My initial answer was wrong. Instead of completely deleting it, I left it at the bottom of the post. I use notation now that slightly differ from my original post.

As before, I give only a partial answer related to the max eigenvalue question and the limsup. Recall that the tail estimates for the max eigenvalue is $$(P(\lambda_1(n) >2\sqrt{n}+tn^{-1/6})\sim e^{-Ct^{3/2}}$$ (see e.g. Ledoux's reviews or http://math.univ-lyon1.fr/~aubrun/recherche/smalldeviations/smalldeviations.pdf).

Now, the question is what is the scale in which the recentered and rescaled maximal eigenvalues start behaving like independent random variables. In my original post I essentially claimed this starts happening at scale roughly $n$. This is wrong: the correct scale is given by the so-called GUE minor process (described by Baryshnikov in 2001). Relevant to Gil's problem is the scaling limit computed by Forrester and Nagao: http://arxiv.org/pdf/0801.0100.pdf. They show that the correct scaling in $n^{2/3}$, that is that the (centered and rescaled) maximal eigenvalues of the GUE(n) and GUE(m) decorelate if $m-n>>n^{2/3}$ and are strongly correlated in $m-n<<n^{2/3}$. Using that, and Borel Cantelli, one gets the correct scale. The limsup can be taken over the sequence $a_n=n^3$ instead of $n$. If you go over that sequence, you get from Borel-Cantelli that you cannot exceed $t_{a_n}a_n^{-1/6}$ infinitely often as long as $$\sum_n e^{-C t_{a_n}^{3/2}}<\infty.$$ This will happen as soon as $t_{a_n}^{3/2}>C'\log n$, i.e. $t_{a_n}\sim C'' (\log n)^{2/3}$. Unravelling the definitions, this will give you an upper bound on the limsup that is $t_n\sim (\log n)^{2/3}$; that is, this will show that the function $F(n)$ is at most $C (\log n)^{2/3}/n^{1/6}$. The lower bound on the limsup will follows a similar pattern, using the asymptotic independence stated above, and will give the same function $F(n)$. One can also compute constants (for the a.s. convergence) in the same manner.

DATA:
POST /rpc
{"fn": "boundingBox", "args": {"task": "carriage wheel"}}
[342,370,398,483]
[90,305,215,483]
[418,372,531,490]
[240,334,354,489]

TASKS TO CARRY OUT:
1 > Which people does the eigenvalue answer credit by name for reviews, for describing something, or for computing something?
2 > In the eigenvalue answer, over what sequence can the limsup be taken instead of $n$?
3 > Write a continuation of the eigenvalue answer, picking up after its final sentence.
The data are separate material and have no connection to the eigenvalue answer.

EXPECTED OUTPUTS:
1 > Ledoux, Baryshnikov, Forrester, Nagao

2 > The sequence $a_n=n^3$.

3 >
Filling in the details in the above is beyond a mathoverflow answer, I may return to it in detail later.

I speculate that the liminf will use the lower tail estimates, which are of the form $e^{-Ct^{3})}$. Working with the same argument would then give $(\log n)^{1/3}/n^{1/6}$ as the correct scaling.

OLD (WRONG) POST:

The following is a partial answer with some hints on how to complete it; I may revisit it later with more details. The answer below refers to the max eigenvalue question, to the limsup, and does not attempt to get the constants, only the scale.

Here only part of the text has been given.